* [TASK GOAL]:
Transcribe precisely those lines of the listing that fall between the line containing "Return one point per instance of the green tank" and the last line, inclusive of both.

[Excerpts of location labeling data]
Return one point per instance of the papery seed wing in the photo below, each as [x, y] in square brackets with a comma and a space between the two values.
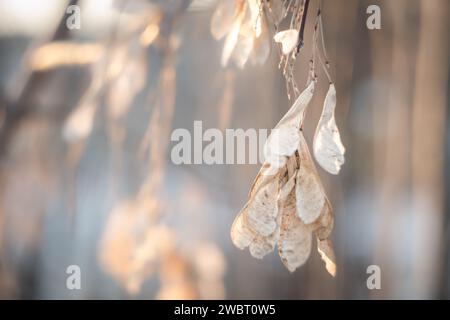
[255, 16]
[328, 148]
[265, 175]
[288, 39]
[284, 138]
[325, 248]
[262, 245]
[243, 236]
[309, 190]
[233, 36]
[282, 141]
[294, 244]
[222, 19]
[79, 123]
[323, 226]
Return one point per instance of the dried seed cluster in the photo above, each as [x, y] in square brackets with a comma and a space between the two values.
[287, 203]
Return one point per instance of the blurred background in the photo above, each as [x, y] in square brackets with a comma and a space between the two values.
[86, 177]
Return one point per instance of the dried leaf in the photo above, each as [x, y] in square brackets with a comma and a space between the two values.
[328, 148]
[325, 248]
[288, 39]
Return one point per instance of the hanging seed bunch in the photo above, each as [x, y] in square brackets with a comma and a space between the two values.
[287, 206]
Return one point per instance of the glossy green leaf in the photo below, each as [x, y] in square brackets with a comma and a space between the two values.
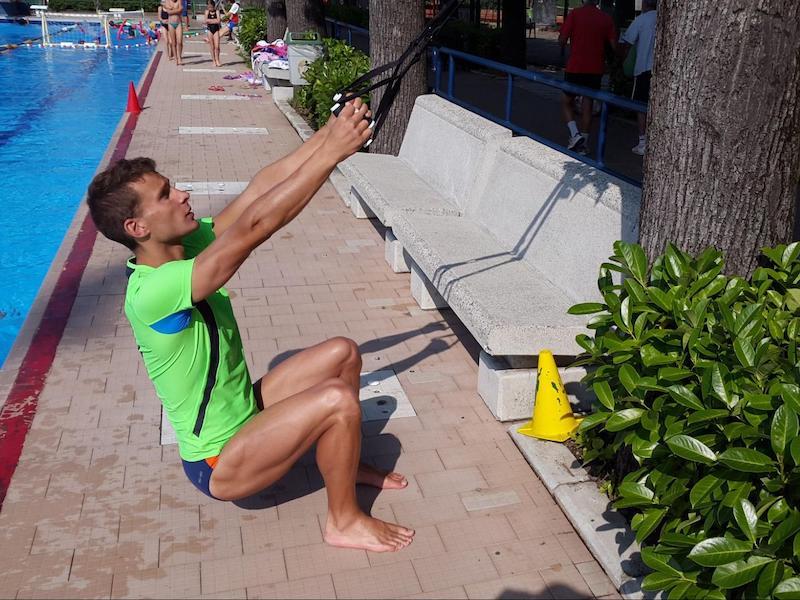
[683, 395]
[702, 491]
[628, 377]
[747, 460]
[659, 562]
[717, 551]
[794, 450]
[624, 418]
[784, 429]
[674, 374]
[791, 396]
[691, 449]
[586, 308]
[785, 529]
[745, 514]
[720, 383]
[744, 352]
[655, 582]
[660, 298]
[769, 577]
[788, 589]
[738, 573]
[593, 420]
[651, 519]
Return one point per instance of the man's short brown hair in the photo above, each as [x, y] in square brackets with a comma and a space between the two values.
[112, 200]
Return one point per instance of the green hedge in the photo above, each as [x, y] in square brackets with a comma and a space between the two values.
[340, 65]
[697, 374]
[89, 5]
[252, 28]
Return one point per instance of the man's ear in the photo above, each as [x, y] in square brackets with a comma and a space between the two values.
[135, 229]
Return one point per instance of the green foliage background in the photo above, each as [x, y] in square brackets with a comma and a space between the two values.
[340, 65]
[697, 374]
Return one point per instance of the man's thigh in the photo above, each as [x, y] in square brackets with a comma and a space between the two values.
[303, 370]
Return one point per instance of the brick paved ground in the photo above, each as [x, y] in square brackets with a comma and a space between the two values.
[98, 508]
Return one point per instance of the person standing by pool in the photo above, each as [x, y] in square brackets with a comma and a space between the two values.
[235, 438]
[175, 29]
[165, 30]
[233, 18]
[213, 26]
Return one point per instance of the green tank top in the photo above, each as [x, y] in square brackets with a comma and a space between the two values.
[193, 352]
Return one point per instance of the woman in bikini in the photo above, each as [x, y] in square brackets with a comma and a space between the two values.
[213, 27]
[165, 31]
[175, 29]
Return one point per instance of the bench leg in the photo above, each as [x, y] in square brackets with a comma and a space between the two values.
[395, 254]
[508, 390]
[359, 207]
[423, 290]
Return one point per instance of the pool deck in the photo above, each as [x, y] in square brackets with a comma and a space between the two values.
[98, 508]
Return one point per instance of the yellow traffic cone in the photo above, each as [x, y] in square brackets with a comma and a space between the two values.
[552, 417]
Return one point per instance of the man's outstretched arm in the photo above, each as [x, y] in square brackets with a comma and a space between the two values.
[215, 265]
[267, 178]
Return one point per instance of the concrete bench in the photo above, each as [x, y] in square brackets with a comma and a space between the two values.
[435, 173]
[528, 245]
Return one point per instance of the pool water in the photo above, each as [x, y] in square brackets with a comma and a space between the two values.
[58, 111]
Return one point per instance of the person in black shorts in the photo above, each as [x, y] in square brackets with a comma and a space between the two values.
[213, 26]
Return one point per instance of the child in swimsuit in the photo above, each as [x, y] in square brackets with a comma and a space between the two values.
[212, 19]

* [TASK OUTPUT]:
Return one point per instance of the green tank top in the photo above, each as [x, y] in square brackets with a comma and a space between the two values.
[193, 352]
Return one point per instance of the woman in bikini in the photo above, each as [x, y] in square brackets with a comma and a space between the two values.
[213, 27]
[165, 31]
[175, 29]
Return one point per instance of the bench leg in the photo above, each as [x, y] in square brackets with a comma and a space between the two values.
[395, 254]
[508, 390]
[359, 207]
[423, 290]
Return one point per instance of the pool deck in the photo above, each as [x, y] in square brackets with a comma and a space between the two values.
[98, 508]
Return one point per instance of the yellow traffic cone in the photo above, each as [x, y] in square brackets with a comma and a space between the two values.
[552, 417]
Return one point per instance of the man's outstretched arm in the photo above, each as [x, y] in square brackets with a comma and a space between the two values.
[215, 265]
[267, 178]
Return one point per instance of the concrete bench in the photo above, each as [x, y] in square brackets with a comma and a space between the two values.
[435, 173]
[528, 245]
Return one point per instance of the pool water in the photo above, each as [x, y] in square brackets with a comma and a space between the two values.
[58, 111]
Return one point per instance of the person in black shorts in the photo above, each as [x, y] in square brackets with a comma and a space between the two values.
[213, 26]
Return one point per instance of the child in swimsuit in the photo above, each as [x, y] in square brackets with a comma and a space between the two values.
[212, 19]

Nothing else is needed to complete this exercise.